(Referring expression pointing data)
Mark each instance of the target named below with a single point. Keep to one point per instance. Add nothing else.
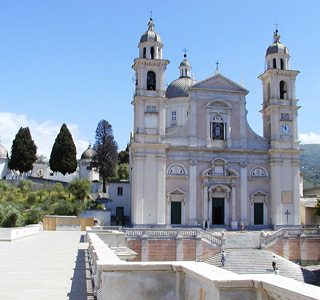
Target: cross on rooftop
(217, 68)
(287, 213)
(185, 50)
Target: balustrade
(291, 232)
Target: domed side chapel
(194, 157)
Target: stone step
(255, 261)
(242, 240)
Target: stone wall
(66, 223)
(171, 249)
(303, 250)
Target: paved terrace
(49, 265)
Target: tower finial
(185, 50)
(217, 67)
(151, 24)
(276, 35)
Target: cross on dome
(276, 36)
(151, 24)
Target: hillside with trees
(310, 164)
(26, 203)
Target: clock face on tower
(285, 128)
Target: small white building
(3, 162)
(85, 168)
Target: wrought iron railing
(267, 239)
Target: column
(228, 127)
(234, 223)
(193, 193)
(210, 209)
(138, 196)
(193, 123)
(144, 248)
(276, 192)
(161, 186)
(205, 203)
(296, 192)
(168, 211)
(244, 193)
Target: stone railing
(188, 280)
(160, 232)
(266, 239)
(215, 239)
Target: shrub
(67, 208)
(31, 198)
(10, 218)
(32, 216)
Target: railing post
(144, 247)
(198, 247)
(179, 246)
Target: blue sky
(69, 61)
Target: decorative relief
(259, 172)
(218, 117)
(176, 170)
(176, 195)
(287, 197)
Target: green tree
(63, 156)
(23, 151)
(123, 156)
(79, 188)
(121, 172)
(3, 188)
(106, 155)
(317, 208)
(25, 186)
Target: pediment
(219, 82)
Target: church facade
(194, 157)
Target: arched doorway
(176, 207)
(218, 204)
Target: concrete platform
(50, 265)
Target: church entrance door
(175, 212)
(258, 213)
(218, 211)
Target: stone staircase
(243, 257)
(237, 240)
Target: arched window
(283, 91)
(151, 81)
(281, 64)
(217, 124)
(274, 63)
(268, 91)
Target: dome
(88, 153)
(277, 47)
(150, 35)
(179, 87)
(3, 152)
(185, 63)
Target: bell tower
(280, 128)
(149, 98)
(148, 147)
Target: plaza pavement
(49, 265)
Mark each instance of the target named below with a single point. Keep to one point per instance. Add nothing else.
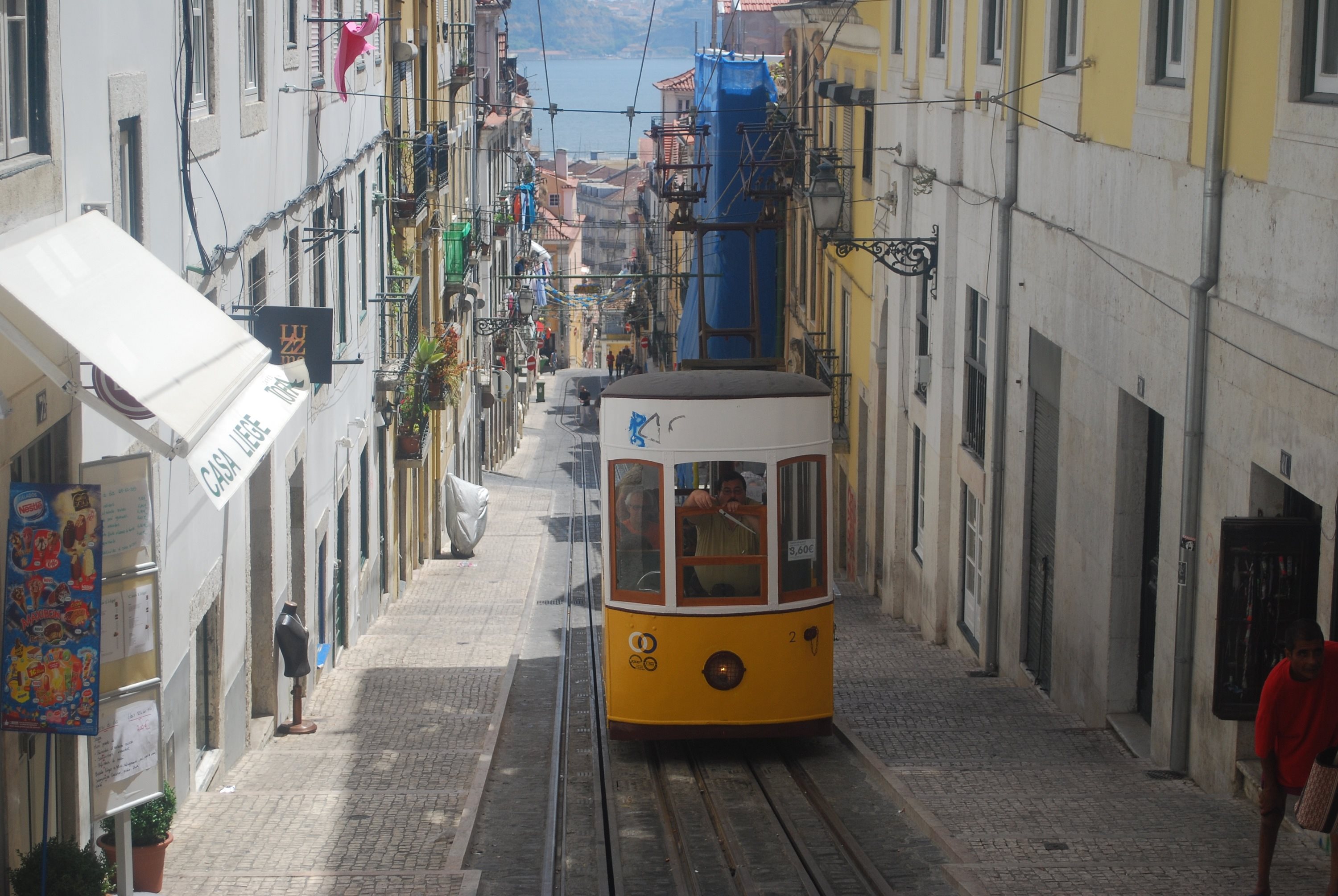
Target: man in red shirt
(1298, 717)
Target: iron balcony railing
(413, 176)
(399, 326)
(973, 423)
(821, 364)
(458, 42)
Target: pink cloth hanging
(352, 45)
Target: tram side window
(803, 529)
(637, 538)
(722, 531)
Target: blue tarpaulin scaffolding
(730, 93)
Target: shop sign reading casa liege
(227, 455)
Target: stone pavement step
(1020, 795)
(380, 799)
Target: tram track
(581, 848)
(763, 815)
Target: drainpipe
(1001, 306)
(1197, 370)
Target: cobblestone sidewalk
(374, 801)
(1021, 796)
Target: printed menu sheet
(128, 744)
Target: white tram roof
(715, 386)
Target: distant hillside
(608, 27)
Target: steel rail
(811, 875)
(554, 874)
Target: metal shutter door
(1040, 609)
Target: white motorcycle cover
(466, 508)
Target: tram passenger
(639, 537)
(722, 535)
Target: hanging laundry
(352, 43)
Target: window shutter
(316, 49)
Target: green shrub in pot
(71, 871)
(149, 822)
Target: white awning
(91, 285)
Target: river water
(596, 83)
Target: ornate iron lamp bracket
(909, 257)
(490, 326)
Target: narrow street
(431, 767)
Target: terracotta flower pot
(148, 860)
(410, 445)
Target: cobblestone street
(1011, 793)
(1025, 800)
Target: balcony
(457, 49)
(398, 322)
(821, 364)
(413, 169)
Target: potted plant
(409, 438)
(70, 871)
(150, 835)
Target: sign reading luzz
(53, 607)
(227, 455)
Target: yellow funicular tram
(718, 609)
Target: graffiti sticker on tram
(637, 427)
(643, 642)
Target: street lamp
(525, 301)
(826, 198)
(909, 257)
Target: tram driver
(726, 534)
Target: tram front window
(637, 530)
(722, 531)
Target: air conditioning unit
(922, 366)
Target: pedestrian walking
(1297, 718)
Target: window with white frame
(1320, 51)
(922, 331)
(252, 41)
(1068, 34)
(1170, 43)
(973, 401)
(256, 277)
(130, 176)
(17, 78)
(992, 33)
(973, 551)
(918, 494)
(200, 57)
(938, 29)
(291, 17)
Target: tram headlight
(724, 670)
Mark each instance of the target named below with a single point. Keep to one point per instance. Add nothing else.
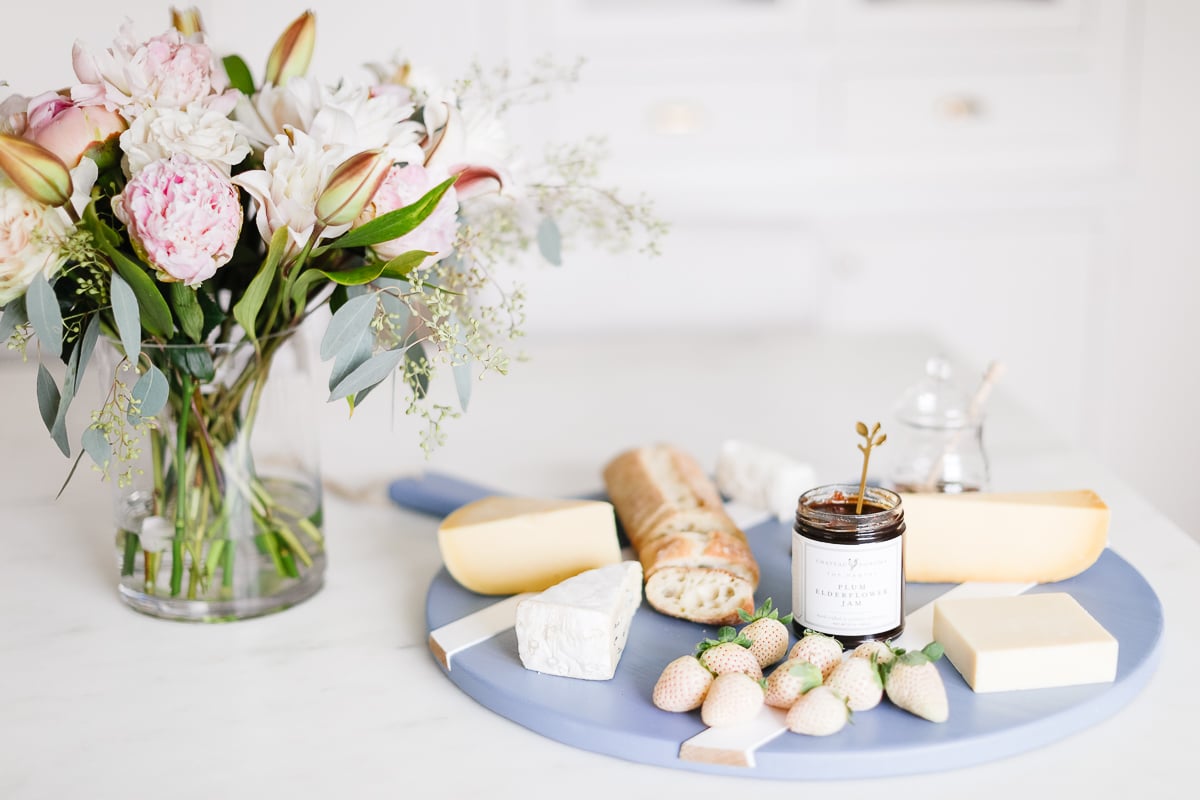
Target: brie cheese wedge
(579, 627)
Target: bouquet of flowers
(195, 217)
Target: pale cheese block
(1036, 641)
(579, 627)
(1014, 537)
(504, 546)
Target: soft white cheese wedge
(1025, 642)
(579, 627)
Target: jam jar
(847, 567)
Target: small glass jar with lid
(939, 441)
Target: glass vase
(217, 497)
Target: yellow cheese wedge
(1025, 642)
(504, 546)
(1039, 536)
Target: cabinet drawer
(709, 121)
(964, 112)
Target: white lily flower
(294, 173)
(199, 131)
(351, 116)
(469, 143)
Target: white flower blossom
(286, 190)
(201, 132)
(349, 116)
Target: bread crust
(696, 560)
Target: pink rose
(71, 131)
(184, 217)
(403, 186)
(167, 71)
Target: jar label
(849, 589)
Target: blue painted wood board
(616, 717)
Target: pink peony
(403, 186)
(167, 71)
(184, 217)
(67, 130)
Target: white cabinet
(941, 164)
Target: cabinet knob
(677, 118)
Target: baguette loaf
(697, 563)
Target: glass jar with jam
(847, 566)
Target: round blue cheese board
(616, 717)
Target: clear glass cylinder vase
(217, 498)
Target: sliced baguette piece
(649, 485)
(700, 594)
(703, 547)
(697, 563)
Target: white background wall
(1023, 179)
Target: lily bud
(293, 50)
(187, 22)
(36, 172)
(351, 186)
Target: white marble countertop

...

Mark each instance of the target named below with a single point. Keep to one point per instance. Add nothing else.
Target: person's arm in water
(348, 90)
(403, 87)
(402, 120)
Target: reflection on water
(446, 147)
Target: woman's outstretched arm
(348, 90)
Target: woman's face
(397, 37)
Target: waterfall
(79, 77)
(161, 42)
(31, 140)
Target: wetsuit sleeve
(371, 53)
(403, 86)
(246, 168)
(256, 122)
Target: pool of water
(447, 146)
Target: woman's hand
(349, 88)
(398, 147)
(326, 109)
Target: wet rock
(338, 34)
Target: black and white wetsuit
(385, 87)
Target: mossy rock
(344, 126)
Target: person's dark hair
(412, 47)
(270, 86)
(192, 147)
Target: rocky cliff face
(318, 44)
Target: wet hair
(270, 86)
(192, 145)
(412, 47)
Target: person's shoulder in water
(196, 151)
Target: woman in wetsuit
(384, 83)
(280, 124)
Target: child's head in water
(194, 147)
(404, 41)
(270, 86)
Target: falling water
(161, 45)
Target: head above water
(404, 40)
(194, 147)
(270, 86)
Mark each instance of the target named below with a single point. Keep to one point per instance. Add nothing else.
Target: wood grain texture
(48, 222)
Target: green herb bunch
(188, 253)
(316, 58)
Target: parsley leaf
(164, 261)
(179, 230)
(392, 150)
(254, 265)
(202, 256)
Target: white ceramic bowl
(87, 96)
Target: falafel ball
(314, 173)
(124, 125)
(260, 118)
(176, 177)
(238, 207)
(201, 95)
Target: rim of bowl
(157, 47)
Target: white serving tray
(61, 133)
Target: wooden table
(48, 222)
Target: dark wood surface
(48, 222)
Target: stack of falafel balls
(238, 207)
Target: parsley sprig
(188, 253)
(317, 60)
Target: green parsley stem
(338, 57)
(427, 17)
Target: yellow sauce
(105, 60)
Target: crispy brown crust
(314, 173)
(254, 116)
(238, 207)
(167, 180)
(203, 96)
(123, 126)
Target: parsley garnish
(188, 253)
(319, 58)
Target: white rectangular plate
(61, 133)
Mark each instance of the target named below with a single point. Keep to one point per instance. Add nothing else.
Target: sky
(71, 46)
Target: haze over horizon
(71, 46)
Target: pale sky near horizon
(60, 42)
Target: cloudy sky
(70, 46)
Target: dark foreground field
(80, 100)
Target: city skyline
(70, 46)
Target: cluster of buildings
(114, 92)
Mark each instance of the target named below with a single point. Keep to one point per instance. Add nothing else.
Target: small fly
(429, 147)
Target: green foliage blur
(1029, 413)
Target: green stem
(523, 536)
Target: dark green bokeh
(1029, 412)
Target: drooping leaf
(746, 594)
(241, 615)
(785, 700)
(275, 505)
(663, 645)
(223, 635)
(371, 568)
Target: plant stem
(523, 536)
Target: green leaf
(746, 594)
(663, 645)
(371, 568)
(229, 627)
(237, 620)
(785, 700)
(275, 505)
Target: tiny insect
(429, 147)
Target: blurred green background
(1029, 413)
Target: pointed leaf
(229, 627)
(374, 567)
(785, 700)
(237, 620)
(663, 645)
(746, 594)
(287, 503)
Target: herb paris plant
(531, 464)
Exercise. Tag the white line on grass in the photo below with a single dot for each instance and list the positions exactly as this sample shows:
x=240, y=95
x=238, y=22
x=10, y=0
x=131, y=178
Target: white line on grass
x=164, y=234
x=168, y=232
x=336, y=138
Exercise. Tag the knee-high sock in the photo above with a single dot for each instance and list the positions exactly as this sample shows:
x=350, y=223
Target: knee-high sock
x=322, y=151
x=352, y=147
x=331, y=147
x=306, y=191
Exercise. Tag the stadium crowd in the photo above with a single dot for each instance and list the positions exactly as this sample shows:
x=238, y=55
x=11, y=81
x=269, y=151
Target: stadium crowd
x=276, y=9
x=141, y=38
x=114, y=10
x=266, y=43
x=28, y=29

...

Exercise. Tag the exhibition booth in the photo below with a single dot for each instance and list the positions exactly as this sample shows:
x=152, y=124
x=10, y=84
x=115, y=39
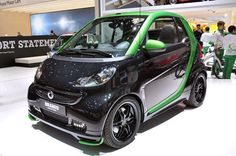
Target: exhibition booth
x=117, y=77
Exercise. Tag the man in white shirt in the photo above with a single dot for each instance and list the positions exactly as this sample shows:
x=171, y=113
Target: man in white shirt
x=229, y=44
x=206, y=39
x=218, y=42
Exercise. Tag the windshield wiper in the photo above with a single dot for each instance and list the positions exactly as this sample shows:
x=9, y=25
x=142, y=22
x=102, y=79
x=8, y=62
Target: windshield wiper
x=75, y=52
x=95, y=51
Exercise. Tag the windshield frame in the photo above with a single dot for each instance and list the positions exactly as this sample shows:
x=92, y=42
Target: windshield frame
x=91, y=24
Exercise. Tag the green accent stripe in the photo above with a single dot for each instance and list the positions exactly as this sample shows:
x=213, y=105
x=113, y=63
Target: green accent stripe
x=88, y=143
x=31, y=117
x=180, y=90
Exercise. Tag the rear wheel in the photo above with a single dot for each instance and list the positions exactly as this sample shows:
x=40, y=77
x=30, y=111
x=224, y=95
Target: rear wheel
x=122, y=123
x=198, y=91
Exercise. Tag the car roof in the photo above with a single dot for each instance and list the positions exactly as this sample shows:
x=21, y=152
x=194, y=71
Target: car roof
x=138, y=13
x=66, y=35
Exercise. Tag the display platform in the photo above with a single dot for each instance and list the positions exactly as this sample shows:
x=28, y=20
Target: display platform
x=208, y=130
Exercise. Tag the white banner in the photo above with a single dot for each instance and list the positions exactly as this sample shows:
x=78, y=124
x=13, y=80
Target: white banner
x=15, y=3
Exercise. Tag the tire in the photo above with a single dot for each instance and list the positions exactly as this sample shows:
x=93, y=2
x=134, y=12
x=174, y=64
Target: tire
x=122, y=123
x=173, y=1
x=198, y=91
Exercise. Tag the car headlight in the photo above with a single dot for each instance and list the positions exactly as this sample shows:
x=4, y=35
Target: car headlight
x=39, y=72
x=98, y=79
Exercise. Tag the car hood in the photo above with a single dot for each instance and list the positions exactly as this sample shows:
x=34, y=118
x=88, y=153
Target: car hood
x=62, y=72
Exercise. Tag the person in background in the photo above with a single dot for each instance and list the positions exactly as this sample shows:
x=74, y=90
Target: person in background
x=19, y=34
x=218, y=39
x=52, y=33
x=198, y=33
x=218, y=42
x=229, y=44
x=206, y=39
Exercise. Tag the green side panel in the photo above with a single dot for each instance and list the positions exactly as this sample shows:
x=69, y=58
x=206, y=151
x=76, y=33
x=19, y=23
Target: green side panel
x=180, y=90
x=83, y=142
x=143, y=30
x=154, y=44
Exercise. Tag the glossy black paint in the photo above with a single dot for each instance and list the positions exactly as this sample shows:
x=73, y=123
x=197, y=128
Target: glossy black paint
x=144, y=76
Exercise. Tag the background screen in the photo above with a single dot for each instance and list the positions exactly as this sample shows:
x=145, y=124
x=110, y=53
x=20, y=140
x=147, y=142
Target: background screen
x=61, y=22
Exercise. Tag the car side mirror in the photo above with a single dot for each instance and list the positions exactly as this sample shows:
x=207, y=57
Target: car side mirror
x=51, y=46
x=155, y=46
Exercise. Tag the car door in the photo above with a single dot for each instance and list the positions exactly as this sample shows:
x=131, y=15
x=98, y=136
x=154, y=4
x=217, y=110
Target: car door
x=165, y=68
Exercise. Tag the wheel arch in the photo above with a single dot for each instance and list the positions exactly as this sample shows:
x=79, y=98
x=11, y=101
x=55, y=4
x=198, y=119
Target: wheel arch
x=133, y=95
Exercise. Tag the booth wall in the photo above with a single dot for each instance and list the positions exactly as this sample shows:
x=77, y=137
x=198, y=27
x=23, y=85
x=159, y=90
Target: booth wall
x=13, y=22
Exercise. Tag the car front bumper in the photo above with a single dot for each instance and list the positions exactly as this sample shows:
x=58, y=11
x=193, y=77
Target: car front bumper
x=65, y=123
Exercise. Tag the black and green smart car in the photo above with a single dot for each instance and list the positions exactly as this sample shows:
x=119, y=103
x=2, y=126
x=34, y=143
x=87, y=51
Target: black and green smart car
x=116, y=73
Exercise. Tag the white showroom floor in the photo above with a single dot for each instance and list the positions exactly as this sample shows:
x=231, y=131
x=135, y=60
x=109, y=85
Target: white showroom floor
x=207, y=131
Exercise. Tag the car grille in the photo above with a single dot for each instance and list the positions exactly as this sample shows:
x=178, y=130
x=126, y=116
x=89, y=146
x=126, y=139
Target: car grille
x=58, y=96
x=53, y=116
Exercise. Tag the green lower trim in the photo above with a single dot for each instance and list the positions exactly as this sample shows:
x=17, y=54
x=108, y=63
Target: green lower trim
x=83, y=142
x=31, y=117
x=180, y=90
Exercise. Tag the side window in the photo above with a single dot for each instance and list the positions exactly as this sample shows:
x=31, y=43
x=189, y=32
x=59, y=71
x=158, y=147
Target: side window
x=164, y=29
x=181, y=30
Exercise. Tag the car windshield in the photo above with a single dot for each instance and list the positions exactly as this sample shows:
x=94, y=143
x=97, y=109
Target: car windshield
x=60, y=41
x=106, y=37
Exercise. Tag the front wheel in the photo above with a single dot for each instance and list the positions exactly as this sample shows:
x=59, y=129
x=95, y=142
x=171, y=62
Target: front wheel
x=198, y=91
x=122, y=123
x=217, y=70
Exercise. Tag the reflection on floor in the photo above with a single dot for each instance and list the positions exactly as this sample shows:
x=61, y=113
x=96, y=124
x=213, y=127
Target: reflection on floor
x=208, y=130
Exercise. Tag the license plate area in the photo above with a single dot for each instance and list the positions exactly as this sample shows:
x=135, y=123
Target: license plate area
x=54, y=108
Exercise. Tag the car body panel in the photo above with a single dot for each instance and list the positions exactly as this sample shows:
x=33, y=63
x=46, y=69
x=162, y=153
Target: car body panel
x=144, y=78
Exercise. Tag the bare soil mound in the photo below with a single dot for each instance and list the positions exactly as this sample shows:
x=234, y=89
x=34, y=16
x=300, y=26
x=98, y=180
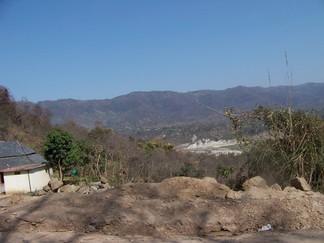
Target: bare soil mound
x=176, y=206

> **Exercise brief**:
Among the entries above, find the line with "Target: jar label" and the line with "Target: white marble countertop"; give again exactly these two lines and all lines between them.

> **Answer to the problem**:
Target: jar label
(849, 589)
Target: blue painted wood board
(616, 717)
Target: pink peony
(403, 186)
(167, 71)
(184, 217)
(67, 130)
Target: white cabinet
(941, 164)
Target: cabinet knob
(677, 118)
Target: baguette loaf
(697, 563)
Target: glass jar with jam
(847, 566)
Target: round blue cheese board
(616, 717)
Target: clear glass cylinder vase
(217, 498)
Target: sliced baguette piece
(649, 485)
(700, 594)
(703, 547)
(697, 563)
Target: white background wall
(1023, 179)
Target: lily bud
(293, 50)
(187, 22)
(36, 172)
(351, 186)
Target: white marble countertop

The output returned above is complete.